Could the lines from the one with "Locate the woman's eyebrow;" through the end of the listing be restated exactly, with nothing else included?

── Source material

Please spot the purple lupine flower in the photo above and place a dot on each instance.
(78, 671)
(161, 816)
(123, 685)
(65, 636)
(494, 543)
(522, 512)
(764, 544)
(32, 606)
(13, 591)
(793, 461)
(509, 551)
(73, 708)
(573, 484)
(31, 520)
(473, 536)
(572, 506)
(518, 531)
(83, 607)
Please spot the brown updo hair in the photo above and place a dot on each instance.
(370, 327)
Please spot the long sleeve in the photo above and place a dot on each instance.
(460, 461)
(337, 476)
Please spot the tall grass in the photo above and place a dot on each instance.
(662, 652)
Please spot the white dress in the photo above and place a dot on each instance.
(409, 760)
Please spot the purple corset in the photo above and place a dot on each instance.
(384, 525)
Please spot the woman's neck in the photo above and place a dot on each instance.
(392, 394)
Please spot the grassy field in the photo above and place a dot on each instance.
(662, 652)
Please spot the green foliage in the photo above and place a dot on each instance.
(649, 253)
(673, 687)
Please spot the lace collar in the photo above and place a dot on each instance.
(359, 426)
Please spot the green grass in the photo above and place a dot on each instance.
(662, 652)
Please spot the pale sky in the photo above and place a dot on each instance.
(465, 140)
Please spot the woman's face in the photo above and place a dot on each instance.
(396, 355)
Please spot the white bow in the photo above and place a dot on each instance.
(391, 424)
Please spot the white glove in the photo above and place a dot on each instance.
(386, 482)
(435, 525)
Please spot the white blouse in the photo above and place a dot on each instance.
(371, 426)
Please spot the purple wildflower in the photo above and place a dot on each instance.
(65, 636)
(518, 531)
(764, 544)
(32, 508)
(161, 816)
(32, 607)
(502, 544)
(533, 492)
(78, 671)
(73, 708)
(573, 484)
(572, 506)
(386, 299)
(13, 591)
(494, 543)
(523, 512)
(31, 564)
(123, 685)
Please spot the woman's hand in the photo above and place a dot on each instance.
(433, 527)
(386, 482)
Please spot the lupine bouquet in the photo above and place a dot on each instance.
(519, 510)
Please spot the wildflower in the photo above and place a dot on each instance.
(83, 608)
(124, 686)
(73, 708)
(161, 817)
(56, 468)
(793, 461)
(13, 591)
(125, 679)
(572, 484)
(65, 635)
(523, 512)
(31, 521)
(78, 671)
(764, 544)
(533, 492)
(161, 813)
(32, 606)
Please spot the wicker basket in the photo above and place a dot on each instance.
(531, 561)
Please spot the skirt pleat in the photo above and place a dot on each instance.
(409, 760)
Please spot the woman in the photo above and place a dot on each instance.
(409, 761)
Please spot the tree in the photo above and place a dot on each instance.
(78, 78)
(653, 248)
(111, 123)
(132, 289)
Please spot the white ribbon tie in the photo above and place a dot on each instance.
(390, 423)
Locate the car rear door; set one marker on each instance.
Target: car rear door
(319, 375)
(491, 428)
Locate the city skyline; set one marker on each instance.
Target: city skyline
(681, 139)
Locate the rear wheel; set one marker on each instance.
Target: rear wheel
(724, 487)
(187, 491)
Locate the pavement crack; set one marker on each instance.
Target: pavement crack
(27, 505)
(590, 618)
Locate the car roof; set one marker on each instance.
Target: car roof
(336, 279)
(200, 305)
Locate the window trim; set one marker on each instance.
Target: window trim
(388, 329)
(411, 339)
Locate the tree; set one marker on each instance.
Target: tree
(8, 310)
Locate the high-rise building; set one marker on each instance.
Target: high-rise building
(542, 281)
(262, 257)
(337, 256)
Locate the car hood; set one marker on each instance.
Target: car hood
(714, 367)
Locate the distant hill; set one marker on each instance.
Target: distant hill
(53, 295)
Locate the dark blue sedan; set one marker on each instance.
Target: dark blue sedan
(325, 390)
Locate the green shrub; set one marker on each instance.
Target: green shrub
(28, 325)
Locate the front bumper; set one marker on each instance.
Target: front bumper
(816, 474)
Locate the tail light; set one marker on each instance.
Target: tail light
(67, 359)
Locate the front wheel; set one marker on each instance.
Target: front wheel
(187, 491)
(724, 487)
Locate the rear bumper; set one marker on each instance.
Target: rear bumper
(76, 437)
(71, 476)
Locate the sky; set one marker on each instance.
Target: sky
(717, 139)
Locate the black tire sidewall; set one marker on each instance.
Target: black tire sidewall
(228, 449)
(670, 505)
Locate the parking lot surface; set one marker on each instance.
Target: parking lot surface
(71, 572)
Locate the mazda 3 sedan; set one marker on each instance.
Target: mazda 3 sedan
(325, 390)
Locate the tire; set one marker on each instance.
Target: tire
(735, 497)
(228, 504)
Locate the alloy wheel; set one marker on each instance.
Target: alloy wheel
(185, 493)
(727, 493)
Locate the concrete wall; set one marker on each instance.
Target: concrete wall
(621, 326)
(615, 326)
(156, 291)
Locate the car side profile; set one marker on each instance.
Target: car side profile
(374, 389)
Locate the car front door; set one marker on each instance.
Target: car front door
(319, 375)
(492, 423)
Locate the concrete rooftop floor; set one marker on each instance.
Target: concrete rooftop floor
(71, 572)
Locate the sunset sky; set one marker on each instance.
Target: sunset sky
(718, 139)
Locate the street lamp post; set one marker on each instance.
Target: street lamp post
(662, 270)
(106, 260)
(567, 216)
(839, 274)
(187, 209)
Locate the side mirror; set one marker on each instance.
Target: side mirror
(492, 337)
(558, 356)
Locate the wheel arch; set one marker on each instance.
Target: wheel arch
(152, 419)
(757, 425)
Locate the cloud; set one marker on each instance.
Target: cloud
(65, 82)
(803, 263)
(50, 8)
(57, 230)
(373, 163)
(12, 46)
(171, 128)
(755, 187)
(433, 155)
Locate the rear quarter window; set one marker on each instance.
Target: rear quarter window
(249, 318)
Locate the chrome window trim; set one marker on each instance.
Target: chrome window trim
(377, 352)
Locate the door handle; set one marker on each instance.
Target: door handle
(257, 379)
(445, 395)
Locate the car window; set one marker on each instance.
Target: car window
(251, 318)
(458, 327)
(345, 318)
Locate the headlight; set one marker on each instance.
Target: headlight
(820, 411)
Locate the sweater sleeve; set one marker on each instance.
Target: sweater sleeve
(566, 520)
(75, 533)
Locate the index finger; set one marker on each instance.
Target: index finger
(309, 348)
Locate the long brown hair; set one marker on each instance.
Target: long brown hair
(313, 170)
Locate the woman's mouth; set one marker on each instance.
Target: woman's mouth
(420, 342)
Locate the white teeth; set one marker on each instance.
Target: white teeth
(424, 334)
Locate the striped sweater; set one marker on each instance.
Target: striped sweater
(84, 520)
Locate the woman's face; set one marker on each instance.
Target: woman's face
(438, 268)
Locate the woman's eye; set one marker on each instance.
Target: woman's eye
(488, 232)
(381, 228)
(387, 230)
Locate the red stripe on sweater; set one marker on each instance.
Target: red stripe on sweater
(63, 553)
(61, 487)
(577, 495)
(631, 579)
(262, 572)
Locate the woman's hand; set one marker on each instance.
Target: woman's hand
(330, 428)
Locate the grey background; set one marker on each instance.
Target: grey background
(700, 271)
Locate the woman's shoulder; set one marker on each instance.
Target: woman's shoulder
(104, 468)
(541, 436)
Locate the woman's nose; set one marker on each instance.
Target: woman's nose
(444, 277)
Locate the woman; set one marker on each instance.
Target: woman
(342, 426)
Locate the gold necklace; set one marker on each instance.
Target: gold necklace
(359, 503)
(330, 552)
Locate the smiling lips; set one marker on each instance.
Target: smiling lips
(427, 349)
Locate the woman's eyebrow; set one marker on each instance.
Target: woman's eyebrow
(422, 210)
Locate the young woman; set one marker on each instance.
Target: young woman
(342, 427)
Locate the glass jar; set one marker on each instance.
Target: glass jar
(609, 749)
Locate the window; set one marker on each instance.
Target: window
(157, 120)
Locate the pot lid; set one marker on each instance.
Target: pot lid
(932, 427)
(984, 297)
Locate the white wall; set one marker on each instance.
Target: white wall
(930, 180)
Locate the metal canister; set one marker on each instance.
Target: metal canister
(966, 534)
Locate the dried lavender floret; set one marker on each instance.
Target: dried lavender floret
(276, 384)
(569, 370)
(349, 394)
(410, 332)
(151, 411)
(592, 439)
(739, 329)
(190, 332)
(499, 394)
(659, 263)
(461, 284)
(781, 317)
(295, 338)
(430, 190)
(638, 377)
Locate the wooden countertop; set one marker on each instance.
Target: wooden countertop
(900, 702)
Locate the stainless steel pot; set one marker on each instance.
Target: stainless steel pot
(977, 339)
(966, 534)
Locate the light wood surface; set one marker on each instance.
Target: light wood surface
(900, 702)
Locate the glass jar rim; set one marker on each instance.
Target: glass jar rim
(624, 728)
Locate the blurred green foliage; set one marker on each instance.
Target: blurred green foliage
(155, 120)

────

The result:
Locate the woman's eyebrow; set one marker on each instance.
Target: woman's eyebrow
(422, 210)
Locate the young woman; set one marker on each instance.
Target: young woman
(342, 427)
Locate the glass jar; set one marker on each instance.
Target: glass jar
(609, 749)
Locate the window; set one marker on each instance.
Target: window
(157, 120)
Locate the pot lid; set one marker on each instance.
Target: pot lid
(932, 427)
(984, 297)
Locate the white wall; set one marker on each instance.
Target: white wall
(930, 180)
Locate the metal canister; set one marker on each instance.
Target: metal canister
(966, 534)
Locate the dried lavender floret; set one marker on each instance.
Target: dried lavender floret
(276, 384)
(569, 370)
(349, 394)
(410, 332)
(151, 411)
(592, 439)
(739, 329)
(190, 332)
(499, 394)
(659, 263)
(461, 284)
(781, 317)
(295, 338)
(430, 190)
(638, 377)
Locate the wooden countertop; set one marker on each instance.
Target: wooden countertop
(900, 702)
Locate the stainless steel pot; set one marker on each instance.
Target: stainless steel pot
(977, 339)
(966, 534)
Locate the light wood surface; set one marker on each instance.
Target: light wood surface
(900, 702)
Locate the glass jar rim; set one marker on each instance.
Target: glass jar rim
(624, 728)
Locate the blurred green foliage; set one marker on each instance.
Target: blurred green foliage
(155, 120)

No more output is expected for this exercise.